Requirements:
Format everything from the line containing "Drop a marker on every instance of the stone" down to the end of the records as a two-column CSV with the headers text and answer, one row for each record. Put each value in a single quoted field and replace its line breaks with spaces.

Coordinate annotation entries
####################
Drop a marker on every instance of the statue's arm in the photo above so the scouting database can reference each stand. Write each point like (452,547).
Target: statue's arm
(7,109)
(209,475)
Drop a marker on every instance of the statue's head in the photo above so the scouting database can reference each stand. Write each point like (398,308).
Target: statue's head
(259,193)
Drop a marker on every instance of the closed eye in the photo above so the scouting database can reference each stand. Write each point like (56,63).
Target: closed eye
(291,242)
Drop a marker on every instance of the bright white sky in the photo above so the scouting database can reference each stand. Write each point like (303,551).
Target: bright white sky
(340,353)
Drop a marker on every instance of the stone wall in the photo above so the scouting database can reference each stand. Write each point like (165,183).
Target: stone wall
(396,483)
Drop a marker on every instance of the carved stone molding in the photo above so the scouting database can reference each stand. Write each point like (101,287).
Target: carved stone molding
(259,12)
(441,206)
####################
Worked solution:
text,answer
"Drop a marker on every instance of the stone wall in the photo above so the scouting database can reference each stand. Write each point like (165,183). Target: stone wall","(396,483)"
"Drop a marker on every instance of the carved stone molding in the photo above so the scouting database can reference each stand. Write each point like (101,287). Target: carved stone molding","(259,12) (441,206)"